▶ EXERCISE BRIEF
Output all of the records exactly as written.
---
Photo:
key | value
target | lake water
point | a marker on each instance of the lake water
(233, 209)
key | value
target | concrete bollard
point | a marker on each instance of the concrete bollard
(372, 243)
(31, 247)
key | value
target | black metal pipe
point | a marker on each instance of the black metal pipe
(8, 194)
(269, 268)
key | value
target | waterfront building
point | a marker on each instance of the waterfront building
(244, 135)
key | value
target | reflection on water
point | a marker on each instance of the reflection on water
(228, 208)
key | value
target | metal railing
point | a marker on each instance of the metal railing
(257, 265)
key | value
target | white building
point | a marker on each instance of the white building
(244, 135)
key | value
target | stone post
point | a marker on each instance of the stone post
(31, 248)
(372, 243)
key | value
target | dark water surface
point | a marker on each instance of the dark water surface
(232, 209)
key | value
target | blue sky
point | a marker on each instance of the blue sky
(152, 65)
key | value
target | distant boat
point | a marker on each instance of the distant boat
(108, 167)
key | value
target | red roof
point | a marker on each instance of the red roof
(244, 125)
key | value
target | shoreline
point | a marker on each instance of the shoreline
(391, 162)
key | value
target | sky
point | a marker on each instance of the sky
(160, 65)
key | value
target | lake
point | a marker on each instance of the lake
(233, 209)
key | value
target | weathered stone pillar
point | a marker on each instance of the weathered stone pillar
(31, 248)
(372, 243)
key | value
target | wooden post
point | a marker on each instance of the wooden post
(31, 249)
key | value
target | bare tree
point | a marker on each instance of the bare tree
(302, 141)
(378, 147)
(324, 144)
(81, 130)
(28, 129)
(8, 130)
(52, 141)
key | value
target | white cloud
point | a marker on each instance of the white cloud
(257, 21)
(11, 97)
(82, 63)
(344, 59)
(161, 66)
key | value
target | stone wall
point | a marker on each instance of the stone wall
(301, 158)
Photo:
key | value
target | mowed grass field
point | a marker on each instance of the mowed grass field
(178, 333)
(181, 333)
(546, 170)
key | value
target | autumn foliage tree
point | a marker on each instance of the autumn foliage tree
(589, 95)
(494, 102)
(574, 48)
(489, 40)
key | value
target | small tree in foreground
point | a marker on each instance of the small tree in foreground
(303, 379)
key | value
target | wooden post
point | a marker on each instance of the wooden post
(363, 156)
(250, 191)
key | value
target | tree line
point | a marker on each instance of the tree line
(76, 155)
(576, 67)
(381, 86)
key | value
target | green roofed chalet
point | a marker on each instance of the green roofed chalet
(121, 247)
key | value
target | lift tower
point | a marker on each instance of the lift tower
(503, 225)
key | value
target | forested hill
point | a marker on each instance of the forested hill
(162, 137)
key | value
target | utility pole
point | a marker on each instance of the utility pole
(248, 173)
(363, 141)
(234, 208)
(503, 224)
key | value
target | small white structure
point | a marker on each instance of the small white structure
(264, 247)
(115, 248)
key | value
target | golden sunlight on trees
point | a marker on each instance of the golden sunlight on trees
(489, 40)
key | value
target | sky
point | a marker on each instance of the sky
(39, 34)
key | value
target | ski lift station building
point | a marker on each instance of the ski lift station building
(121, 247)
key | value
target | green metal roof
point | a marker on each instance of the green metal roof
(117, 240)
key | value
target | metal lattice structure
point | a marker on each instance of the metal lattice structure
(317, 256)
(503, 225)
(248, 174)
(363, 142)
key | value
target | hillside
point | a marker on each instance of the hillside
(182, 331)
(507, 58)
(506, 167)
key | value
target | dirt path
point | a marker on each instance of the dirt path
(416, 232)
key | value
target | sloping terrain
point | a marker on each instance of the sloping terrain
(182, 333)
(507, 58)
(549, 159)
---
▶ RESULT FOR THIS TASK
Photo:
key | value
target | lake water
point | a marker on each instance of the lake water
(233, 209)
key | value
target | concrete bollard
point | a marker on each instance of the concrete bollard
(372, 243)
(31, 247)
key | value
target | black metal pipe
point | a marker on each instance of the black metal pipe
(8, 194)
(269, 268)
key | value
target | waterfront building
point | a marker on each instance of the waterfront building
(244, 135)
key | value
target | reflection on water
point | a marker on each instance of the reflection on water
(228, 208)
key | value
target | metal railing
point | a marker on each instance of the metal railing
(257, 265)
key | value
target | white building
point | a marker on each instance of the white building
(244, 135)
key | value
target | stone post
point | a marker on each instance of the stone post
(31, 248)
(372, 243)
key | value
target | dark water surface
point | a marker on each instance of the dark water surface
(232, 209)
key | value
target | blue sky
point | a marker on each instance of the blue sky
(152, 65)
key | value
target | distant boat
point | a marker on each instance of the distant boat
(108, 167)
key | value
target | red roof
point | a marker on each instance of the red roof
(244, 125)
key | value
target | shoreline
point | a marker on each instance of the shoreline
(391, 162)
key | value
target | sky
point | a marker on each instance of the sky
(160, 65)
key | value
target | lake
point | a marker on each instance of the lake
(233, 209)
key | value
target | weathered stone pillar
point | a marker on each instance of the weathered stone pillar
(31, 248)
(372, 243)
key | value
target | wooden post
point | a marker on each instance of the wooden post
(31, 249)
key | value
target | bare tree
point | a marker on each instance of the bare tree
(302, 141)
(378, 147)
(324, 144)
(81, 130)
(28, 129)
(8, 130)
(52, 141)
key | value
target | white cloud
point | a marker on each instance of the white cloud
(257, 21)
(11, 97)
(82, 63)
(344, 59)
(161, 66)
key | value
target | stone wall
point | a marker on each instance of the stone wall
(301, 158)
Photo:
key | value
target | mowed grass field
point | a marker on each instance of the mowed grass field
(178, 333)
(181, 333)
(546, 170)
key | value
target | autumn foliage tree
point | a marker on each instance of the autumn foliage tree
(589, 95)
(494, 102)
(574, 48)
(489, 40)
key | value
target | small tree in foreground
point | a marker on each instance of the small tree in foreground
(303, 379)
key | value
target | wooden post
point | a marker on each instance of the wooden post
(363, 156)
(250, 191)
key | value
target | tree line
point | a marker on each instance of the tree line
(76, 155)
(576, 67)
(381, 86)
key | value
target | green roofed chalet
point | a marker on each instance of the green roofed chalet
(121, 247)
key | value
target | lift tower
point | a marker on each instance of the lift tower
(503, 225)
key | value
target | forested hill
point | a marker on each instance of the forested hill
(162, 137)
key | value
target | utility pole
point | a marker on each instance of the utility pole
(248, 173)
(363, 141)
(234, 208)
(503, 224)
key | value
target | small white structure
point | a marker on each instance of the small white structure
(264, 247)
(115, 248)
key | value
target | golden sunlight on trees
point | a marker on each instance of the golden sunlight on trees
(489, 40)
key | value
target | sky
point | a marker on each instance of the sky
(39, 34)
key | value
target | ski lift station building
point | a marker on each instance of the ski lift station building
(121, 247)
key | value
target | green metal roof
point | a marker on each instance of the green metal roof
(117, 240)
key | value
target | metal lattice structure
point | a marker on each instance of the metal lattice structure
(317, 256)
(503, 225)
(248, 174)
(363, 142)
key | value
target | hillside
point | a marker on each instance of the hillside
(182, 331)
(507, 58)
(506, 167)
key | value
target | dirt path
point | a marker on each instance of the dirt path
(416, 232)
key | value
target | sloping terrain
point | a marker on each instance of the sloping terrain
(182, 333)
(507, 58)
(549, 159)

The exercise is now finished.